- **PAGE EXTRACT**:
The instant controversy swirling around President Obama's Tonight Show

joke/gaffe about bowling as though he were in the Special Olympics is

another indicator of the hypersensitive times we live in — not so much

because anyone from the Special Olympics even complained, but because,

according UPI and

other sources, members of the White House spin machine had swung into

action clarifying the President remarks two hours before they were

aired on the East Coast. Sort of like preparing and dressing a wound

before the bullet had actually struck.

But Obama's problems with bowling extend further back than last night

— at least to the moment when he callously announced in an “off-hand”

remark that he might rip out the White House bowling lanes and

replace them with an indoor basketball court. Outrage quickly spread

across the Republic — or at least, that part of it that still clung to

guns, religion and bowling.

Syndicated sports columnist Couch Slouch, aka Norman Chad, captured the mood of this part of America with an open letter to the president, which he began by recalling

then-candidate Obama's stiff bowling performance during one campaign

stop in blue-collar Pennsylvania (see video above):

“You didn't look like

you were about to roll a bowling ball,” the Slouch wrote last month,

“you looked like you were about to change a baby's diapers. Your

release point was all wrong. You were playing the wrong board. You're

the leader of the free world — bowl like it, buddy!”

[Image region labeling items]
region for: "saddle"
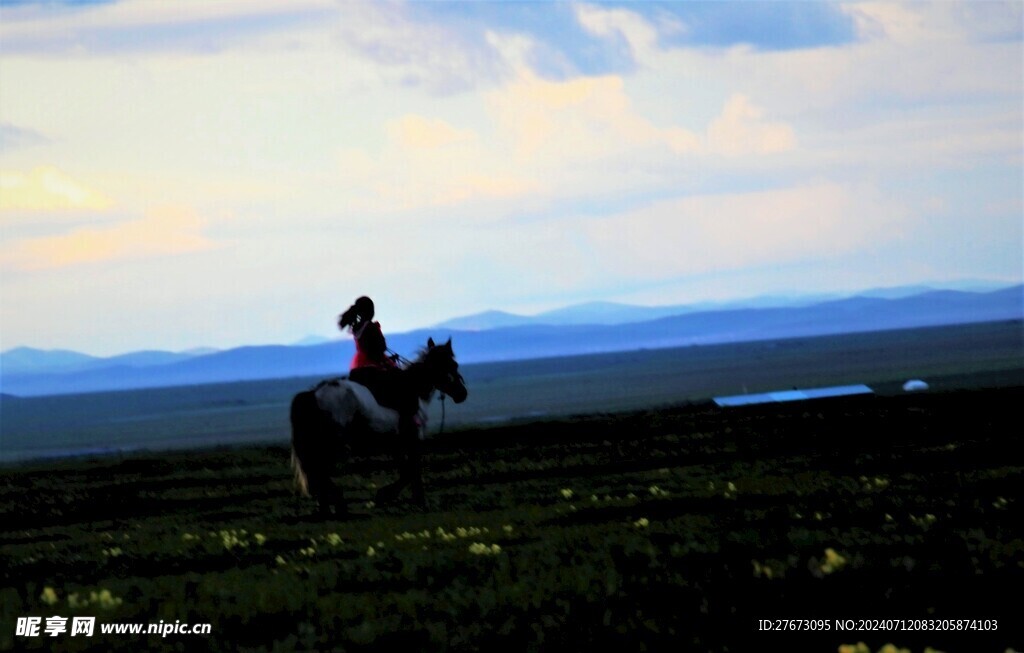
[348,366,420,416]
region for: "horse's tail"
[291,390,328,496]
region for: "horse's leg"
[375,421,427,508]
[406,439,428,510]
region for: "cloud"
[0,166,113,213]
[0,208,214,270]
[0,123,47,153]
[577,4,659,63]
[708,95,797,157]
[841,0,1024,44]
[0,0,337,56]
[387,114,476,149]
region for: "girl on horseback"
[338,297,397,372]
[338,296,420,450]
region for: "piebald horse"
[291,338,469,515]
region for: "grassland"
[0,389,1024,653]
[0,320,1024,462]
[0,323,1024,653]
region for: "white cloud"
[0,166,114,213]
[0,207,214,270]
[580,182,910,281]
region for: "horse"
[291,338,469,515]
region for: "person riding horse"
[338,296,420,439]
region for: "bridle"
[384,348,466,435]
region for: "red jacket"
[350,321,397,369]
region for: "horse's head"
[423,338,469,403]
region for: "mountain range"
[0,286,1024,396]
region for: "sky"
[0,0,1024,355]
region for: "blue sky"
[0,0,1024,354]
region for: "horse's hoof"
[374,487,400,506]
[316,504,349,519]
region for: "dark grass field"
[0,384,1024,653]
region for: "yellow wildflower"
[39,585,58,605]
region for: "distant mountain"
[0,286,1024,396]
[434,281,983,331]
[0,347,98,375]
[434,310,536,331]
[0,347,209,377]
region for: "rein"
[384,348,447,435]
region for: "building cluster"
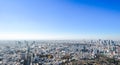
[0,39,120,65]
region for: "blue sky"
[0,0,120,39]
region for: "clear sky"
[0,0,120,39]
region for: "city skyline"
[0,0,120,39]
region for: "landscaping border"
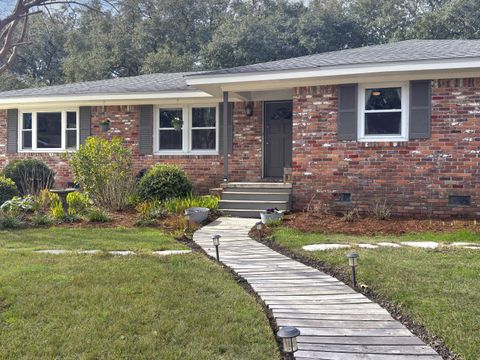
[249,228,461,360]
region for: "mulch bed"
[283,212,480,235]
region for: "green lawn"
[0,229,279,359]
[273,228,480,360]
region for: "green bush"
[70,137,136,210]
[0,176,18,205]
[86,208,112,222]
[67,191,88,215]
[3,159,55,195]
[138,164,192,201]
[162,195,220,214]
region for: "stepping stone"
[108,250,135,256]
[153,250,192,256]
[358,244,378,249]
[302,244,350,251]
[35,250,71,255]
[78,250,102,255]
[401,241,438,249]
[377,242,401,248]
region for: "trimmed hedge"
[138,164,192,201]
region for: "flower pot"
[185,208,210,223]
[260,212,283,224]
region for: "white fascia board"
[186,57,480,86]
[0,90,213,108]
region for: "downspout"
[222,91,229,182]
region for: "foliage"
[0,175,18,205]
[66,191,88,215]
[138,164,192,200]
[371,199,392,220]
[70,137,135,210]
[0,195,39,214]
[86,208,112,223]
[162,194,220,214]
[3,159,55,195]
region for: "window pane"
[160,109,183,129]
[192,129,216,150]
[67,112,77,129]
[365,88,402,110]
[365,112,402,135]
[22,131,32,149]
[37,113,62,149]
[67,130,77,149]
[23,113,32,129]
[159,130,183,150]
[192,108,216,127]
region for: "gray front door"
[264,101,292,178]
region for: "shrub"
[67,191,88,215]
[0,195,39,214]
[70,137,136,210]
[138,164,192,200]
[3,159,55,195]
[162,194,220,214]
[372,200,392,220]
[0,176,18,205]
[86,208,112,222]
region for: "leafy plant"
[0,195,39,214]
[162,194,220,214]
[138,164,192,201]
[86,208,112,223]
[3,159,55,195]
[372,200,392,220]
[342,208,360,222]
[70,137,136,210]
[0,175,18,205]
[66,191,88,215]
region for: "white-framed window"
[18,109,80,152]
[358,82,409,141]
[154,104,219,155]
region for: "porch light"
[347,253,360,287]
[212,234,222,261]
[277,326,300,359]
[255,221,265,241]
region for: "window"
[358,84,408,141]
[154,105,218,154]
[19,110,79,151]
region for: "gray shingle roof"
[192,40,480,75]
[0,72,200,99]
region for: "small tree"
[70,137,135,210]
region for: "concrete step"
[222,209,260,220]
[218,200,288,211]
[222,189,290,201]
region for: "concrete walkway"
[193,217,441,360]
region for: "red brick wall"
[293,78,480,216]
[0,103,262,193]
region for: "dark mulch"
[284,212,479,235]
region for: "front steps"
[219,182,292,218]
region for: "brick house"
[0,40,480,217]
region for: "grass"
[0,229,279,360]
[0,227,187,252]
[273,228,480,360]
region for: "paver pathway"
[193,217,441,360]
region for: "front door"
[264,101,292,178]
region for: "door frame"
[262,100,293,180]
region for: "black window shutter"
[7,109,18,154]
[409,80,432,139]
[80,106,92,145]
[139,105,153,155]
[218,103,233,154]
[337,84,358,140]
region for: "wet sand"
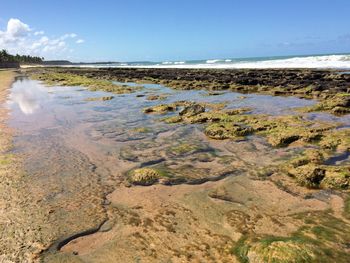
[4,70,350,262]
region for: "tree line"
[0,49,44,64]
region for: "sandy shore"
[0,68,350,263]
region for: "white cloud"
[34,31,45,36]
[5,18,30,37]
[0,18,84,59]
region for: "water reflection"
[9,75,50,115]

- **EXERCISE INSTRUCTIONS**:
Reproduce the passage of the Obama bowling article verbatim, from "remark that he" to "religion and bowling.".

- **SOLUTION BELOW**:
remark that he might rip out the White House bowling lanes and

replace them with an indoor basketball court. Outrage quickly spread

across the Republic — or at least, that part of it that still clung to

guns, religion and bowling.